§ **RECORDS SUPPLIED**:
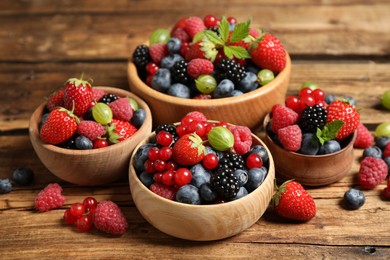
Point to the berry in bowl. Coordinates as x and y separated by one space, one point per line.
85 135
201 180
224 69
312 141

§ **EXERCISE PROMPT**: Quote the material in full and exactly; do not carry over its pictures.

§ **TASK RESULT**:
Point to the berry in bowl. Coordinates as x and y separated by one space, one point per line.
85 135
201 180
224 69
312 141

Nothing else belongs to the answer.